== Provided data ==
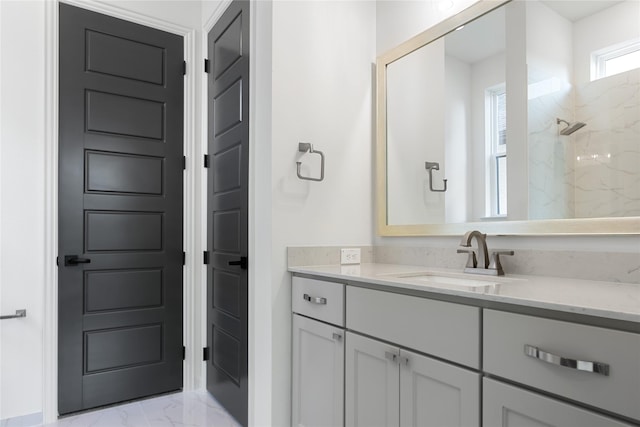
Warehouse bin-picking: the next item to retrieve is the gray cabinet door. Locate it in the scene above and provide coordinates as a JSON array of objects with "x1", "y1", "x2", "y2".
[
  {"x1": 400, "y1": 349, "x2": 480, "y2": 427},
  {"x1": 345, "y1": 332, "x2": 399, "y2": 427},
  {"x1": 292, "y1": 315, "x2": 344, "y2": 427},
  {"x1": 58, "y1": 3, "x2": 183, "y2": 415},
  {"x1": 483, "y1": 378, "x2": 634, "y2": 427}
]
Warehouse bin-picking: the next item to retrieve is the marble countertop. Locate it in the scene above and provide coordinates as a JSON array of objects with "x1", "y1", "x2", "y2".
[{"x1": 288, "y1": 263, "x2": 640, "y2": 323}]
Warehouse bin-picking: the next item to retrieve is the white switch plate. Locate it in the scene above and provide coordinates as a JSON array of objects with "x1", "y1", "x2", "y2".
[{"x1": 340, "y1": 248, "x2": 361, "y2": 265}]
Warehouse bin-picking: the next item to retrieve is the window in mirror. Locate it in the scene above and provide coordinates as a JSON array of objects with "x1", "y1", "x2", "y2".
[
  {"x1": 592, "y1": 39, "x2": 640, "y2": 80},
  {"x1": 486, "y1": 84, "x2": 507, "y2": 217}
]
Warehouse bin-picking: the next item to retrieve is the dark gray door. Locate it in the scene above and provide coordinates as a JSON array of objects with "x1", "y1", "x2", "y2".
[
  {"x1": 206, "y1": 1, "x2": 249, "y2": 425},
  {"x1": 58, "y1": 4, "x2": 184, "y2": 415}
]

== Your assignment ==
Reproduce every record word for word. The copy must contain no pictures.

== Reply to the exercise ==
Warehouse bin-picking: the next item to retrieve is the gray cabinet door. Locate it in the scene above and provide coordinates as a JSON array of objects with "x1", "y1", "x2", "y2".
[
  {"x1": 400, "y1": 349, "x2": 480, "y2": 427},
  {"x1": 345, "y1": 332, "x2": 399, "y2": 427},
  {"x1": 292, "y1": 315, "x2": 344, "y2": 427},
  {"x1": 58, "y1": 3, "x2": 183, "y2": 415},
  {"x1": 483, "y1": 378, "x2": 634, "y2": 427}
]
Warehouse bin-picking: the next item to retrieve is the marble countertop. Locate it in the scene above and provide coordinates as a JSON array of objects with "x1", "y1", "x2", "y2".
[{"x1": 288, "y1": 263, "x2": 640, "y2": 323}]
Warehouse bin-picking: the next item to retrieve is the white switch plate. Locate it in the scene above and provide coordinates as a JSON array of objects with "x1", "y1", "x2", "y2".
[{"x1": 340, "y1": 248, "x2": 361, "y2": 265}]
Warehouse bin-picking: the next item to retrieve is the window in mirror. Locate it in the scene above and provide coordinates as a JSON array of objects with "x1", "y1", "x2", "y2".
[
  {"x1": 592, "y1": 39, "x2": 640, "y2": 80},
  {"x1": 486, "y1": 84, "x2": 507, "y2": 217}
]
Warehouse bin-picking: the next item to retrieve is the dark gray door. Locate it in the scene above and provide coordinates as a JSON array of objects with "x1", "y1", "x2", "y2".
[
  {"x1": 206, "y1": 1, "x2": 249, "y2": 425},
  {"x1": 58, "y1": 4, "x2": 184, "y2": 415}
]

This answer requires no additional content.